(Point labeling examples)
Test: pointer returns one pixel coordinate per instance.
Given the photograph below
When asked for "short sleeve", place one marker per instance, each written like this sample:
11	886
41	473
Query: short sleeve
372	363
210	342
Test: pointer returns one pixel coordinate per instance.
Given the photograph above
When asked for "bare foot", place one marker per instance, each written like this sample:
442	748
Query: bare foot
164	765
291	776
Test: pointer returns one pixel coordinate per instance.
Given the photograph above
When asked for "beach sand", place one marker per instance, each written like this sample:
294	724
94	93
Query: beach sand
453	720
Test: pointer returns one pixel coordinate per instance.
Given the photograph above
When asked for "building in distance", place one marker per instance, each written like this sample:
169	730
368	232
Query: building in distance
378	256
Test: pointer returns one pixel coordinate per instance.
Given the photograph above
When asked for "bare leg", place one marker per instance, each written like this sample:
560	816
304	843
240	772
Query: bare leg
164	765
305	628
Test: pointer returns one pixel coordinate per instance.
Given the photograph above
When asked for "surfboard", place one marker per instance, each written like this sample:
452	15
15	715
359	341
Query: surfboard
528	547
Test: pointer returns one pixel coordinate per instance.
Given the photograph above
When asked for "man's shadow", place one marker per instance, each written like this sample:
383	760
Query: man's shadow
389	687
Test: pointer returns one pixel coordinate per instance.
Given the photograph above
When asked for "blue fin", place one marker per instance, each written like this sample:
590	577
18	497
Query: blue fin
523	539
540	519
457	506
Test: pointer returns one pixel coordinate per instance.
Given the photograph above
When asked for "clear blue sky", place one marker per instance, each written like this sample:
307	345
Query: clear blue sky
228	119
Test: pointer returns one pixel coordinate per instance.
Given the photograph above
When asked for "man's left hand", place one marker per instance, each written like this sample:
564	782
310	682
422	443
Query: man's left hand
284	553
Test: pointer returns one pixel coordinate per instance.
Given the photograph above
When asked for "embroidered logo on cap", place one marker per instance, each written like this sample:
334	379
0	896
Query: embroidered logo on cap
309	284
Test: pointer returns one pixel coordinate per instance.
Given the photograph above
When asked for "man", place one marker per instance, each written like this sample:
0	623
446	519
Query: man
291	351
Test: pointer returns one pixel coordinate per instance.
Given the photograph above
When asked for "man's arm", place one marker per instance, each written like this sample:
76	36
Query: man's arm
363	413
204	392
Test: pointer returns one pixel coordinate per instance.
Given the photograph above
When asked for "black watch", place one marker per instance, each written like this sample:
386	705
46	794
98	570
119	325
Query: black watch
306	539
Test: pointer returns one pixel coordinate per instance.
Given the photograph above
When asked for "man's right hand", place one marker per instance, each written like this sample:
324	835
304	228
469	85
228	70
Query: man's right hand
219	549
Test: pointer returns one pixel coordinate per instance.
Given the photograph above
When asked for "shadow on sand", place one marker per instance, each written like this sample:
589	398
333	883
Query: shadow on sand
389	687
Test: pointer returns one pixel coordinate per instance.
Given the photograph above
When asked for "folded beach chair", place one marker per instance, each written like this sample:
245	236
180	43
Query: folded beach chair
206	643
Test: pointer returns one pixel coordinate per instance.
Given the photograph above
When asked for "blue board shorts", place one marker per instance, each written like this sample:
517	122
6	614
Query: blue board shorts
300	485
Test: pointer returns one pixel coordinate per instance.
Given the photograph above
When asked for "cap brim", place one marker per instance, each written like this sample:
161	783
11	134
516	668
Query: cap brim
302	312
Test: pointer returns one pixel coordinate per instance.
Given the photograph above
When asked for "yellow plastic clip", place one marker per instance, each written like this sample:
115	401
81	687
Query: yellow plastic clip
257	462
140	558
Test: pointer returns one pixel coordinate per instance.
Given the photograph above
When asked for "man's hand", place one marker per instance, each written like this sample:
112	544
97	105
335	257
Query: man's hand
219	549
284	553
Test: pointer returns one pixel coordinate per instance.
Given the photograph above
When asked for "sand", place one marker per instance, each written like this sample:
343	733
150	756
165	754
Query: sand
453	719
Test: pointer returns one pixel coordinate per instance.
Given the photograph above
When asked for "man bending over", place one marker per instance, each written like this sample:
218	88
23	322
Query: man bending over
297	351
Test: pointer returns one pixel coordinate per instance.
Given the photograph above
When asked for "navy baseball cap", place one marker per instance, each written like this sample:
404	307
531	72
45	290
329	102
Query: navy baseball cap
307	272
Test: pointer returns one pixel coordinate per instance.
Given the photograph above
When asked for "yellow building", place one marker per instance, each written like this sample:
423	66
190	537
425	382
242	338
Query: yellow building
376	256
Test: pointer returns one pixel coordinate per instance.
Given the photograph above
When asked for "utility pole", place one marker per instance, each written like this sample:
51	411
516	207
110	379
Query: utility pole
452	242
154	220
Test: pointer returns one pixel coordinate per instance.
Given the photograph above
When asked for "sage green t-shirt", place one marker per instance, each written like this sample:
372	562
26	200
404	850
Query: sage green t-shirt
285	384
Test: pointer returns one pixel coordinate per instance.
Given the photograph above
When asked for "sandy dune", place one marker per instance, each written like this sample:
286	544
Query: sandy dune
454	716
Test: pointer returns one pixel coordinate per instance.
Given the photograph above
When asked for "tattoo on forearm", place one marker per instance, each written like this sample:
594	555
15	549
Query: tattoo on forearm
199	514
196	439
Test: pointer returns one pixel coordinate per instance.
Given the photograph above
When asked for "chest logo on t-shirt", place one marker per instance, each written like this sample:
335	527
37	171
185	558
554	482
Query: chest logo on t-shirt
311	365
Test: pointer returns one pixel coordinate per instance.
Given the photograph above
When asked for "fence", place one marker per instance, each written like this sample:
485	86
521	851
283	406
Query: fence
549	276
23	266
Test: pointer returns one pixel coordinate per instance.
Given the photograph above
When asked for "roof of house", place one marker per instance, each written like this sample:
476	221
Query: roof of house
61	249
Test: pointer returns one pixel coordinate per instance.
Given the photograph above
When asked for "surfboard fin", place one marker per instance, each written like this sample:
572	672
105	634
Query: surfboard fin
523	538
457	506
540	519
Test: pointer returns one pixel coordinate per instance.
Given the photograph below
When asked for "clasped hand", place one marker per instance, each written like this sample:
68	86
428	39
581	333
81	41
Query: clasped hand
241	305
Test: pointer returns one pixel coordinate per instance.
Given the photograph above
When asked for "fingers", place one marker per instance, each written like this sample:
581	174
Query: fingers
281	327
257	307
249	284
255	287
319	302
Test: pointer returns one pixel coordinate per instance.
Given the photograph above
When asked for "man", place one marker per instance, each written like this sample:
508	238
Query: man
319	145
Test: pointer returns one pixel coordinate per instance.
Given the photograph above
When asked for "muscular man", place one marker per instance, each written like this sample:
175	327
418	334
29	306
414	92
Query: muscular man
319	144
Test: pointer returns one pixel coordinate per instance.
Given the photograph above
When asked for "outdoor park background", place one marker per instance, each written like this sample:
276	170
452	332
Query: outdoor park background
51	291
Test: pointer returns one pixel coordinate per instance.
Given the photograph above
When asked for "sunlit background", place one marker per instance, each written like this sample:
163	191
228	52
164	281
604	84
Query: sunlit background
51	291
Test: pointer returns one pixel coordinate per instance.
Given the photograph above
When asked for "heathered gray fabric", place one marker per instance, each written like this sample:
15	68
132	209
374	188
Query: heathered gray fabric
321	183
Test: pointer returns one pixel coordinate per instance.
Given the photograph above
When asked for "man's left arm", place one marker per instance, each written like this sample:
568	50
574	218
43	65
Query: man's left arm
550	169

(PROBLEM DESCRIPTION): Make an exact copy of the material above.

(REPLY TO THE TASK):
Test: pointer returns one pixel coordinate per instance.
Given the photograph below
When asked for "short sleeve", place one marker per instance, each written like this sample:
11	886
41	473
Query: short sleeve
372	363
210	342
Test: pointer returns one pixel coordinate per instance.
Given the photograph above
When asked for "bare foot", place one marker per instance, each written like this sample:
442	748
Query: bare foot
164	765
291	776
Test: pointer returns one pixel coordinate per instance.
Given the photograph above
When asked for "beach sand", place one marker per instance, each written like this sample:
294	724
94	93
Query: beach sand
453	720
Test: pointer returns one pixel coordinate per instance.
Given the photograph above
When asked for "building in distance", place one marker per instance, each written like this sample:
169	730
368	232
Query: building in distance
378	256
Test: pointer returns one pixel coordinate per instance.
Given the photograph above
When asked for "bare leg", place one marker per instance, each written like this sample:
560	816
304	843
240	772
Query: bare leg
164	765
305	628
Test: pointer returns one pixel coordinate per instance.
Given the photograph above
When asked for "surfboard", place one marker per instance, each written like this sample:
452	15
15	715
359	341
Query: surfboard
528	547
Test: pointer returns one pixel coordinate per instance.
Given the photograph above
When asked for "man's shadow", place one marker per instance, each written like this sample:
383	760
Query: man's shadow
389	687
Test: pointer returns one pixel coordinate per instance.
Given the photograph above
When asked for "blue fin", place one marker per instance, each written like this sample:
590	577
18	497
Query: blue fin
523	539
540	519
457	506
Test: pointer returns one pixel coordinate per instance.
Given the photograph above
When asked for "clear blue sky", place one marker per instance, each written like this sample:
307	345
Query: clear blue sky
228	119
Test: pointer returns one pixel coordinate per instance.
Given the photograph above
When asked for "man's left hand", place one marker per instance, each written like this sample:
564	782
310	682
422	443
Query: man's left hand
284	553
Test: pointer returns one pixel coordinate per instance.
Given the photograph above
When asked for "embroidered logo on cap", place one marker per instance, each written like this sample:
334	379
0	896
Query: embroidered logo on cap
309	284
Test: pointer returns one pixel coordinate per instance.
Given the photograph above
When asked for "man", place one marker per instance, each written like this sample:
0	623
446	519
Query: man
291	351
Test: pointer returns one pixel coordinate per instance.
Given the photograph above
When asked for "man's arm", place one marker per instance, each written like this sample:
76	36
Query: man's arm
363	413
204	392
Test: pointer returns one pixel coordinate per instance.
Given the photograph above
When asked for "black watch", place one marker per instance, each written like this sample:
386	705
46	794
98	570
119	325
Query: black watch
306	539
Test: pointer returns one pixel coordinate per instance.
Given the photograph above
When asked for "man's right hand", place one marker per instance, each written like this sample:
324	835
304	228
469	85
228	70
Query: man's right hand
219	549
Test: pointer returns one pixel coordinate per instance.
Given the photograph above
When asked for "shadow on sand", place one marker per instance, each written like this sample:
589	398
333	883
Query: shadow on sand
389	687
Test: pointer returns one pixel coordinate per instance.
Given the photograph above
When asked for "folded beach chair", place one marker per instance, each written like this sample:
245	236
180	43
Query: folded beach chair
206	643
Test: pointer returns one pixel coordinate per instance.
Given the photograph above
When asked for "blue board shorts", place one marker per instance, each written like this sample:
517	122
6	614
Query: blue board shorts
300	485
Test: pointer returns one pixel coordinate per instance.
Given the photograph above
When asked for "cap brim", place one marker per instance, each written like this sample:
161	783
11	134
516	668
Query: cap brim
302	312
Test: pointer returns one pixel coordinate per instance.
Given the photograph above
When asked for "yellow plastic clip", place one marker per instance, each written like this sample:
115	401
81	687
Query: yellow plastic clip
257	462
140	558
Test: pointer returns one pixel coordinate per instance.
Given the photograph above
When asked for "man's hand", place one marker per instance, each written like this sample:
112	544
97	105
335	257
Query: man's hand
219	549
284	553
Test: pointer returns one pixel coordinate per instance.
Given the photograph above
When asked for "sand", place one marker per instance, each written like this sample:
343	733
150	756
165	754
Query: sand
453	719
Test: pointer returns one pixel coordinate per instance.
Given the photograph above
When asked for "man bending over", place one marker per instance, each written like this sample:
218	88
23	322
Query: man bending over
297	351
Test: pointer returns one pixel coordinate per instance.
Given the photograph above
When asked for "navy baseball cap", place one marker per instance, each written like this sample:
404	307
531	72
45	290
329	102
Query: navy baseball cap
307	272
Test: pointer returns one pixel coordinate per instance.
Given the photograph above
When asked for "yellow building", place one marker per instance, each written like this sample:
423	66
190	537
425	382
242	338
Query: yellow building
376	256
Test: pointer returns one pixel coordinate per instance.
Given the photograph above
When asked for "utility pole", place one marker per instance, each written like this sample:
51	411
516	207
110	379
Query: utility pole
452	242
154	220
Test: pointer returns one pixel coordinate per instance.
Given the photograph above
When asked for "sage green t-shirt", place one marker per instance, each written like this sample:
372	562
26	200
404	850
Query: sage green t-shirt
285	384
Test: pointer returns one pixel coordinate per instance.
Given the photograph above
When asked for "sandy dune", place one marker per instance, each written like this sample:
286	544
Query: sandy dune
454	716
Test: pointer returns one pixel coordinate per instance.
Given the photograph above
When asked for "tattoo on forearm", place one marker per instance, each written like this sample:
594	555
15	549
Query: tattoo on forearm
199	514
196	439
Test: pointer returns one pixel coordinate per instance.
Given the photograph above
When asked for "chest logo on t-shirt", place one marker per instance, each written like this sample:
335	527
37	171
185	558
554	482
Query: chest logo on t-shirt
311	365
Test: pointer returns one pixel coordinate per instance.
Given the photograph above
When asked for "fence", place one marker per instance, each written like this sample:
485	86
521	851
283	406
Query: fence
549	276
23	266
Test: pointer returns one pixel coordinate per instance.
Given the photograph above
When asked for "roof of house", place one marker per instance, each written like this sample:
476	221
Query: roof of house
61	249
Test: pointer returns one pixel coordinate per instance.
Given the photograph above
When asked for "surfboard fin", place one marker per instance, each written like this sample:
572	672
105	634
Query: surfboard fin
523	538
457	506
540	519
Test: pointer returns one pixel coordinate per instance.
Given the photograph below
When asked for "clasped hand", place one marker per instance, each written like this sample:
68	86
428	39
581	333
81	41
Query: clasped hand
241	305
Test: pointer returns one pixel coordinate per instance.
Given the photograph above
When asked for "fingers", place one marker per instance, each written like this sample:
581	174
Query: fingers
281	327
257	307
249	284
255	287
319	302
Test: pointer returns one pixel coordinate per instance.
Given the photograph above
When asked for "man", place one marker per instance, each written like this sample:
508	238
Query: man
319	145
Test: pointer returns one pixel coordinate per instance.
Given the photograph above
When asked for "muscular man", place one marker per instance, each written like this sample:
175	327
418	334
29	306
414	92
Query: muscular man
319	144
Test: pointer returns one pixel coordinate per instance.
Given the photograph above
When asked for "outdoor park background", place one marker per instance, each written like this sample:
276	170
452	332
Query: outdoor park background
51	291
Test: pointer returns one pixel coordinate per instance.
Given the photograph above
When asked for "sunlit background", place one marker per instance, each written like this sample:
163	191
228	52
164	281
604	84
Query: sunlit background
51	291
Test: pointer returns one pixel coordinate per instance.
Given the photograph above
When asked for "heathered gray fabric", place one marker per instance, each written like this sample:
15	68
132	209
374	188
Query: heathered gray fabric
321	183
Test: pointer returns one pixel coordinate per instance.
Given the photograph above
When asked for "man's left arm", place one marker per instance, each written like this sample:
568	50
574	218
43	65
Query: man's left arm
550	169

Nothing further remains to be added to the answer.